(DATA FOR REVIEW begins)

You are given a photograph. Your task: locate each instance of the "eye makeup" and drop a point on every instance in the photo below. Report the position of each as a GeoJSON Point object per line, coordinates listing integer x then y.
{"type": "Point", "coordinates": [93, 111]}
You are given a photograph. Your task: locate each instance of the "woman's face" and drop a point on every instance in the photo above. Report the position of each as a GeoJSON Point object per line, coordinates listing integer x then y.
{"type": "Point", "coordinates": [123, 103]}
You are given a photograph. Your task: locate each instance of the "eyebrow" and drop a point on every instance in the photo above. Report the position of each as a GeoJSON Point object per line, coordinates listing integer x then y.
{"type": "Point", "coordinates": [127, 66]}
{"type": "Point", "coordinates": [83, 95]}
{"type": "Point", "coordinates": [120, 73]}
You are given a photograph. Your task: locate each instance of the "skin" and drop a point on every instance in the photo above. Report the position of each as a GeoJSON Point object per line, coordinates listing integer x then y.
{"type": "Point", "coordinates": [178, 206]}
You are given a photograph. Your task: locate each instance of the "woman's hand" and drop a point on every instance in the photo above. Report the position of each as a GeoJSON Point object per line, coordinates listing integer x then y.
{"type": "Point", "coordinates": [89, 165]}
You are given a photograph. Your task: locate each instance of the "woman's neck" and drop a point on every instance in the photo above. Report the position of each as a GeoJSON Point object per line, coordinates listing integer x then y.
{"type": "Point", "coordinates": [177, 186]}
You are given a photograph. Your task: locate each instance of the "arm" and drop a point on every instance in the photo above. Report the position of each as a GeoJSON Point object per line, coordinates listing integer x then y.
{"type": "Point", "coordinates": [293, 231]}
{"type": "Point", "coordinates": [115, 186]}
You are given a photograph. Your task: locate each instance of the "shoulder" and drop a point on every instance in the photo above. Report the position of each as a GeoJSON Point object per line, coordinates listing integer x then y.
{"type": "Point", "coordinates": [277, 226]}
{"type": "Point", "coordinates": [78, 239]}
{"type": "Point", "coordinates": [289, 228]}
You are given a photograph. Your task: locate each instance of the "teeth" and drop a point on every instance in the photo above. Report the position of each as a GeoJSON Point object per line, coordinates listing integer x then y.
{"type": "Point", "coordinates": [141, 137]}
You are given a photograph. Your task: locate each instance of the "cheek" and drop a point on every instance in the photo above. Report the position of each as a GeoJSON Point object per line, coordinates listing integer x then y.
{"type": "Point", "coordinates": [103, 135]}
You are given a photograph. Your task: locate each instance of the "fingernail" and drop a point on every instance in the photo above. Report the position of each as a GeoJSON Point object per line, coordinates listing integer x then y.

(DATA FOR REVIEW ends)

TASK PROMPT:
Every word of the data above should be given again, exactly as it stands.

ANSWER TO THE PROBLEM:
You are given a photograph. Your task: locate each instance of the "eye makeup" and drop a point on every instance in the photo below. Report the position of each as a GeoJSON Point object per line, coordinates listing integer x then y.
{"type": "Point", "coordinates": [93, 111]}
You are given a photograph. Your task: locate each instance of the "woman's face" and drop a point on every instance in the photo above. Report the position of each as a GeoJSON Point object per line, coordinates listing integer x then y.
{"type": "Point", "coordinates": [123, 103]}
You are given a photograph. Your task: locate each instance of the "eyebrow" and drop a point on every instance in the photo above. Report the position of each as a GeoJSON Point object per line, coordinates listing integer x then y.
{"type": "Point", "coordinates": [127, 66]}
{"type": "Point", "coordinates": [83, 95]}
{"type": "Point", "coordinates": [120, 73]}
You are given a photograph. Your task: locate each instance of the "skin" and drop a point on every instance in the photo above. Report the position of each as a GeoJSON Point object per line, coordinates listing integer x then y.
{"type": "Point", "coordinates": [178, 206]}
You are given a photograph. Your task: locate each instance of the "woman's hand" and drop a point on every instance in the photo above. Report the position of each as a GeoJSON Point object per line, coordinates listing integer x then y.
{"type": "Point", "coordinates": [89, 165]}
You are given a photograph. Your task: locate each instance of the "woman's neck" and drop a point on every instance in the photo above. Report the position of each as a GeoJSON Point object per line, coordinates listing integer x then y.
{"type": "Point", "coordinates": [177, 186]}
You are given a photograph. Your task: locate each instance of the "arm" and drop a point on every instance in the photo above. Report the position of each as a GeoJSON Point object per line, coordinates listing integer x then y.
{"type": "Point", "coordinates": [293, 231]}
{"type": "Point", "coordinates": [115, 186]}
You are given a photograph. Your task: locate each instance of the "shoulder" and drop a point on every instance in the photo above. Report the position of each as a GeoJSON Point object per line, coordinates listing integer x then y.
{"type": "Point", "coordinates": [277, 226]}
{"type": "Point", "coordinates": [78, 239]}
{"type": "Point", "coordinates": [289, 228]}
You are given a photograph. Your task: locate each instance of the "teeth" and drop a point on every instance in the photo above. Report the position of each as a GeoJSON Point object per line, coordinates listing integer x then y.
{"type": "Point", "coordinates": [141, 137]}
You are given a photograph. Your task: locate each instance of the "cheek" and drop a point on every instance in the photo above. Report the position of each as a GeoJSON Point object per line, coordinates listing integer x then y.
{"type": "Point", "coordinates": [103, 135]}
You are given a photograph. Your task: locate each instance of the "fingernail" and drop a point on every instance in the photo above. Report the position of each as a GeoJSON Point object per line, coordinates listing integer x then y.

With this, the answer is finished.